→ **ANLEITUNG ZUR AUFGABE**
Übertrage alle folgenden Einträge in eine nummerierte Liste, jede Zeile als eigenen Punkt und ohne Leerzeilen.
┏━━
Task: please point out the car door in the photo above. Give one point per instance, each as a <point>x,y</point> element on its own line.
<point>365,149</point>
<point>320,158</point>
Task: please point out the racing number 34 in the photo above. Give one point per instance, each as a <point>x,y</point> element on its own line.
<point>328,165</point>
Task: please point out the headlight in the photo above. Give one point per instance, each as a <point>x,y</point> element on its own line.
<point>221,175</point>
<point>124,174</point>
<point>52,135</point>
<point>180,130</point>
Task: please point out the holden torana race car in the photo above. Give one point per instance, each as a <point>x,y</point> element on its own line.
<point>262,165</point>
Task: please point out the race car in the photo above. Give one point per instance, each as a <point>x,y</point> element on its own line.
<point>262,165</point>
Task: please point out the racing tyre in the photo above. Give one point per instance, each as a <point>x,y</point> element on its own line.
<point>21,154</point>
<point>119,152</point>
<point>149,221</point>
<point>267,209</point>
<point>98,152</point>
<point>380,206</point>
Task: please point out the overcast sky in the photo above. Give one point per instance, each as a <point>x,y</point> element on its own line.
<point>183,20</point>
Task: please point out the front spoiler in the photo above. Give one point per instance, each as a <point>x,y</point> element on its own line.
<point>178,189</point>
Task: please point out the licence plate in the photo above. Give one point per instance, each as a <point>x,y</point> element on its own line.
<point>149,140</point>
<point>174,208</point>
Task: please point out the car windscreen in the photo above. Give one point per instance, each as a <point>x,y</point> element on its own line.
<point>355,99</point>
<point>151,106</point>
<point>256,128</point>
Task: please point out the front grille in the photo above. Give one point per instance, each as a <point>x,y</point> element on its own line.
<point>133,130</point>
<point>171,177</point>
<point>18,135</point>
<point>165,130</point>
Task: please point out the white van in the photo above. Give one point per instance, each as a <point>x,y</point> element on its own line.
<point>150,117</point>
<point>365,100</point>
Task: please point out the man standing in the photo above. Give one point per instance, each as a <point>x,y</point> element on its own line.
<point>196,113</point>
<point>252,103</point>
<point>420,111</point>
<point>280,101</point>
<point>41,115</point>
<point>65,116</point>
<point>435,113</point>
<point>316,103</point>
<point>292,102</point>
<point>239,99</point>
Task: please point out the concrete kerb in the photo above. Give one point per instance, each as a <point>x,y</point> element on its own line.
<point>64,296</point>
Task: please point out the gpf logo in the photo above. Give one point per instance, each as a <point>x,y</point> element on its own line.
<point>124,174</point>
┗━━
→ **LÖSUNG DER AUFGABE**
1. Task: please point out the car door in the photo above. Give one point per instance, each as a <point>x,y</point> element on its own line.
2. <point>365,149</point>
3. <point>320,158</point>
4. Task: please point out the racing number 34 in the photo above. Give one point per instance, each as a <point>x,y</point> element on its own line.
5. <point>328,165</point>
6. Task: please point out the headlight in the photo above. Give one point per instance, each as a <point>x,y</point> element on its own line.
7. <point>221,175</point>
8. <point>124,174</point>
9. <point>52,135</point>
10. <point>180,130</point>
11. Task: please point out the holden torana race car in the photo above. Give one point per instance, each as a <point>x,y</point> element on its own line.
12. <point>262,165</point>
13. Task: please point out the race car in the photo above. Give one point per instance, each as a <point>x,y</point> element on its own line.
14. <point>262,165</point>
15. Task: please point out the racing tyre in the photo above. Give one point per instance, each as a <point>x,y</point> element on its own line.
16. <point>21,154</point>
17. <point>119,152</point>
18. <point>149,221</point>
19. <point>267,209</point>
20. <point>98,152</point>
21. <point>380,206</point>
22. Task: please point out the overcast sky in the photo above. Give one point per instance, each as a <point>x,y</point> element on its own line.
23. <point>183,20</point>
24. Task: please point out the front spoiler in the photo above. Give one point per instance, each as a <point>x,y</point> element on its own line.
25. <point>178,189</point>
26. Task: please point out the licence plate in the photo above. Give one point per instance, each as a <point>x,y</point> element on its own line.
27. <point>149,140</point>
28. <point>174,208</point>
29. Task: please point out the car windscreen in the photo above. Give one point per instance, each as a <point>x,y</point> element on its own line.
30. <point>355,99</point>
31. <point>151,106</point>
32. <point>256,128</point>
33. Task: please point out the front grille in the photo above. Give one point per instance, each as a <point>x,y</point> element on its own line.
34. <point>133,130</point>
35. <point>171,177</point>
36. <point>18,135</point>
37. <point>165,130</point>
38. Task: please point out the white van in the photo above. Give one point per instance, each as a <point>x,y</point> element on its own line.
39. <point>150,117</point>
40. <point>365,100</point>
41. Task: please point out the man standing in the photo above. Give one point per instance, each as a <point>x,y</point> element on its own line.
42. <point>196,113</point>
43. <point>252,103</point>
44. <point>420,111</point>
45. <point>280,101</point>
46. <point>41,115</point>
47. <point>65,116</point>
48. <point>435,113</point>
49. <point>316,103</point>
50. <point>292,102</point>
51. <point>239,99</point>
52. Task: please point out the concrete kerb in the photo above. Give one point per instance, each as a <point>x,y</point> element on its own line.
53. <point>64,296</point>
54. Task: please point out the gpf logo in the photo above. Give one point per instance, each as a <point>x,y</point> element on its own line.
55. <point>124,174</point>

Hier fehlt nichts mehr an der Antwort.